_記述課題_:
フィル・テイラーの試合を扱った文章から、「1回戦 アレックス・レイズ」から「集まってきた。ワクワクが止まらなかった。」に至るまでをすべて、一字も変えずに書き写してください。

_提供テキスト_:
= = =
さすがに今大会の目玉であるフィル・テイラーの記事を書くとなった以上、やはり生でフィル・テイラーを見ないまま記事は書けない、いや書きたくない。ストリーム中継を見ただけではフィルの気迫やオーラはわからないではないか。なによりも今回を逃したら次にフィル・テイラーを見られるのはいつになるのか分からない。これが最後のチャンスかもしれないのである。そんなわけでアレックス・レイズには申し訳ないが初日は全力でフィル・テイラーを応援させてもらった。

1回戦 アレックス・レイズ
SUPER DARTS2018大会初日、フィル・テイラー対アレックス・レイズのカードはその日最後の第8試合目として行われた。初日のメインイベントである最終ゲーム。会場はいよいよフィル・テイラー登場という期待感に包まれていた。フィル・テイラーがステージに現れると他の選手とはひと味もふた味も違う空気感が会場を包む。

これが世界の頂点に長年君臨していた者だけが持つオーラというものなのだろう。筆者は店のテレビで生中継を見ていた。それまで店内でダーツを投げていたお客さんたちもみんな手を止めてテレビの前に集まってきた。ワクワクが止まらなかった。
= = =
_資料_:
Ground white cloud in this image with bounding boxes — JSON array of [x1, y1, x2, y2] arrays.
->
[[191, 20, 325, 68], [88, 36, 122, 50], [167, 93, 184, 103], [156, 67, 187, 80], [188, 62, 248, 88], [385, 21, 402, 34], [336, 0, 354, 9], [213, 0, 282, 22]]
= = =
_この課題の解答_:
1回戦 アレックス・レイズ
SUPER DARTS2018大会初日、フィル・テイラー対アレックス・レイズのカードはその日最後の第8試合目として行われた。初日のメインイベントである最終ゲーム。会場はいよいよフィル・テイラー登場という期待感に包まれていた。フィル・テイラーがステージに現れると他の選手とはひと味もふた味も違う空気感が会場を包む。

これが世界の頂点に長年君臨していた者だけが持つオーラというものなのだろう。筆者は店のテレビで生中継を見ていた。それまで店内でダーツを投げていたお客さんたちもみんな手を止めてテレビの前に集まってきた。ワクワクが止まらなかった。